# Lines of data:
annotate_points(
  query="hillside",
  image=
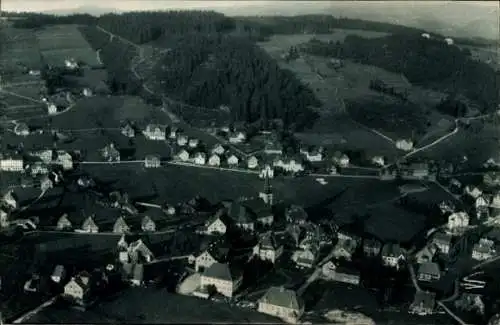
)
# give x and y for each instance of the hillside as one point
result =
(429, 63)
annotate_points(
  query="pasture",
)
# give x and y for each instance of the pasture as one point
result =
(60, 42)
(19, 51)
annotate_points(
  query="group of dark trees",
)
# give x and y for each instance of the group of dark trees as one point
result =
(426, 62)
(380, 86)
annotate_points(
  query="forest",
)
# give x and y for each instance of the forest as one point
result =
(428, 63)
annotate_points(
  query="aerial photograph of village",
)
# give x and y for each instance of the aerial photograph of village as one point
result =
(301, 162)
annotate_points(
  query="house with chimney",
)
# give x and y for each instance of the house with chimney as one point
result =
(269, 247)
(225, 278)
(282, 303)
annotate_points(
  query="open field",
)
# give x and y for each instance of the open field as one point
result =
(345, 134)
(154, 306)
(61, 42)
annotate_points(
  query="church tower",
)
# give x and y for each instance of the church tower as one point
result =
(267, 194)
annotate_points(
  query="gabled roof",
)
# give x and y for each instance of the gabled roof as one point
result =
(240, 214)
(279, 296)
(222, 272)
(269, 241)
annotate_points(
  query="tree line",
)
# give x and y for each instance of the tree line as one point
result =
(429, 63)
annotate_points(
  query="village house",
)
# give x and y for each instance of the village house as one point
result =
(293, 165)
(218, 224)
(306, 257)
(148, 224)
(200, 158)
(51, 108)
(183, 155)
(237, 137)
(218, 149)
(241, 216)
(483, 250)
(442, 241)
(261, 209)
(193, 143)
(428, 272)
(340, 159)
(63, 223)
(233, 161)
(152, 161)
(393, 255)
(458, 221)
(378, 161)
(225, 278)
(58, 274)
(282, 303)
(37, 168)
(473, 191)
(63, 159)
(312, 154)
(215, 253)
(273, 148)
(182, 140)
(266, 172)
(332, 271)
(110, 153)
(13, 163)
(252, 162)
(344, 249)
(269, 248)
(89, 225)
(120, 226)
(128, 130)
(155, 132)
(214, 160)
(426, 254)
(404, 144)
(295, 214)
(22, 129)
(78, 289)
(371, 247)
(423, 303)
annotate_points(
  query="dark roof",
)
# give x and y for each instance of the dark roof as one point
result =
(222, 272)
(240, 214)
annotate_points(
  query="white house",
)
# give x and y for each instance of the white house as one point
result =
(183, 155)
(51, 108)
(223, 277)
(218, 149)
(266, 172)
(11, 164)
(483, 250)
(252, 162)
(200, 158)
(378, 160)
(237, 137)
(214, 160)
(87, 92)
(233, 161)
(182, 140)
(404, 144)
(458, 221)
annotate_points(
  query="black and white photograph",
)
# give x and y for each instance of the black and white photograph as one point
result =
(249, 162)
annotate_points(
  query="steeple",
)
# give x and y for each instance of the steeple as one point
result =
(267, 194)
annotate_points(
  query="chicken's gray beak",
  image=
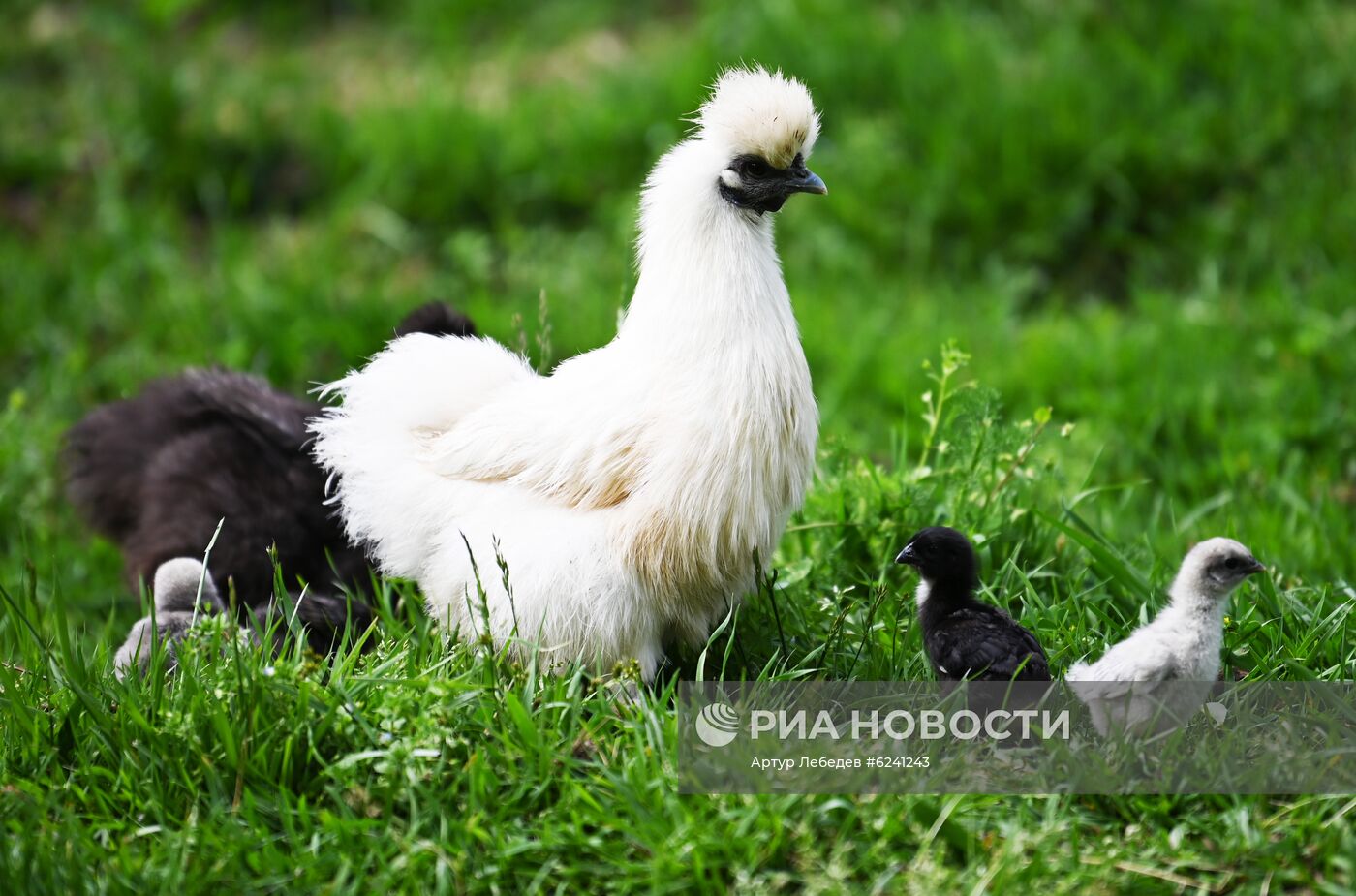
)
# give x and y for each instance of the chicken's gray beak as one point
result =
(810, 182)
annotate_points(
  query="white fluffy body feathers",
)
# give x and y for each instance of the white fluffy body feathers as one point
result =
(628, 492)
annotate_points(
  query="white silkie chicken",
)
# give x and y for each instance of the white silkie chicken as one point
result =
(630, 491)
(1161, 674)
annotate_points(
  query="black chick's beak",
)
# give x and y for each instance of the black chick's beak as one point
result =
(807, 182)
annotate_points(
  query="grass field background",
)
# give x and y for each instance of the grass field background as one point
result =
(1138, 216)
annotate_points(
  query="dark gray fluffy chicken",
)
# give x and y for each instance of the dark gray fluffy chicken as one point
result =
(158, 472)
(965, 637)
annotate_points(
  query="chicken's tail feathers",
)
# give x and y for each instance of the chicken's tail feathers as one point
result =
(375, 442)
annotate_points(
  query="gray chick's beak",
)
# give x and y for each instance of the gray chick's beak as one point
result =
(807, 183)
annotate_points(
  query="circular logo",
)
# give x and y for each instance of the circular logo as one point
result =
(718, 724)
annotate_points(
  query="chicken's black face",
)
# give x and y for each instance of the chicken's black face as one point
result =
(750, 182)
(941, 555)
(1227, 569)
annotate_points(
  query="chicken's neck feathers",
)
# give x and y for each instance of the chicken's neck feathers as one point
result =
(708, 271)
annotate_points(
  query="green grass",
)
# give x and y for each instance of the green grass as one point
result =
(1138, 216)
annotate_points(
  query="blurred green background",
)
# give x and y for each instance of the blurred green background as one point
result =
(1141, 214)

# Directive:
Copy the whole of the material above exactly, but not its images.

# Expected answer:
annotate_points(
  query="hillside",
  image=
)
# give x and y for each instance of the hillside as one point
result =
(429, 63)
annotate_points(
  query="pasture",
)
# give x and y for each instance of the pasture as one point
result =
(60, 42)
(19, 51)
annotate_points(
  query="group of dark trees",
)
# give x and y for each instance of the group of dark trees as one point
result =
(426, 62)
(380, 86)
annotate_points(
  query="forest",
)
# give x and y for each instance of the forest as one point
result =
(428, 63)
annotate_points(
  query="aerial photograph of village",
)
# give x and y for each instance of the aerial photograph of village as one point
result =
(301, 162)
annotate_points(
  query="house with chimney",
)
# give x and y for each instance of the house with chimney as one point
result =
(269, 247)
(225, 278)
(282, 303)
annotate_points(
  query="open field",
)
# give x and y for each instance of the open field as one point
result =
(345, 134)
(154, 306)
(61, 42)
annotate_points(
  query="church tower",
)
# give x and y for each instance of the church tower as one point
result =
(267, 194)
annotate_points(
  query="gabled roof",
)
# give x and y for each instance of the gabled roof as one point
result =
(240, 214)
(279, 296)
(222, 272)
(269, 241)
annotate_points(
  query="tree line",
)
# give x and y for each instance of the tree line as one point
result =
(429, 63)
annotate_points(
  query="village house",
)
# give x and y for each instance of the village house as one point
result =
(293, 165)
(218, 224)
(306, 257)
(148, 224)
(200, 158)
(51, 108)
(183, 155)
(237, 137)
(218, 149)
(241, 216)
(483, 250)
(442, 241)
(261, 209)
(193, 143)
(428, 272)
(340, 159)
(63, 223)
(233, 161)
(152, 161)
(393, 255)
(458, 221)
(378, 161)
(225, 278)
(58, 274)
(282, 303)
(37, 168)
(473, 191)
(63, 159)
(312, 154)
(215, 253)
(273, 148)
(182, 140)
(266, 172)
(332, 271)
(110, 153)
(13, 163)
(252, 162)
(344, 249)
(269, 248)
(89, 225)
(120, 226)
(128, 130)
(155, 132)
(214, 160)
(426, 254)
(404, 144)
(295, 214)
(22, 129)
(78, 289)
(371, 247)
(423, 303)
annotate_points(
  query="dark roof",
)
# give x and y for each instance of the dark roof as one point
result =
(222, 272)
(240, 214)
annotate_points(
  query="white house",
)
# give x and y for each instance of the white house as one point
result =
(183, 155)
(51, 108)
(223, 277)
(218, 149)
(266, 172)
(11, 164)
(483, 250)
(252, 162)
(200, 158)
(378, 160)
(237, 137)
(214, 160)
(87, 92)
(233, 161)
(182, 140)
(404, 144)
(458, 221)
annotate_points(
  query="black and white photograph",
)
# give x and y for each instance of the black and white photograph as one point
result =
(249, 162)
annotate_points(
  query="steeple",
)
# give x and y for each instance of the steeple as one point
result =
(267, 194)
annotate_points(
  query="chicken's gray beak",
  image=
)
# give x and y for each instance of the chicken's gray beak as one point
result =
(810, 182)
annotate_points(
  query="white fluffy body feathers",
)
# give x and y for each instance of the white fluffy body feathers as one point
result =
(628, 492)
annotate_points(
  query="white silkie chicken",
)
# give x and y for each instance of the white silkie chicken as one point
result =
(630, 491)
(1161, 674)
annotate_points(
  query="black chick's beak",
)
# give x and y for each instance of the black chick's beak as one point
result =
(807, 182)
annotate_points(
  query="grass field background",
)
# give x and y for each instance of the grass field background as one point
result =
(1138, 216)
annotate_points(
  query="dark gray fluffy chicken",
)
# give x and y for each instance of the dark gray fluffy chicken as one point
result =
(158, 472)
(965, 637)
annotate_points(
  query="chicken's tail feathers",
)
# give x and y for each instance of the chicken's tail feathers as one point
result =
(375, 442)
annotate_points(
  query="gray chick's beak",
)
# give x and y for each instance of the gray chick's beak as one point
result =
(807, 183)
annotate_points(
  query="circular logo",
)
# give x and y for each instance of the circular logo as one point
result =
(718, 724)
annotate_points(
  query="chicken's black face",
)
# give x and y for each instance of the chicken's black face as one point
result =
(750, 182)
(941, 555)
(1227, 569)
annotate_points(
  query="chicken's neck feathers",
)
# give x and y for each instance of the chicken's neck feathers as one point
result =
(708, 271)
annotate_points(
  query="green grass",
)
# give x and y for each instance of the green grass as one point
result =
(1138, 216)
annotate_points(
  query="blurred green background",
)
# give x and y for each instance of the blurred green background as one point
result =
(1141, 214)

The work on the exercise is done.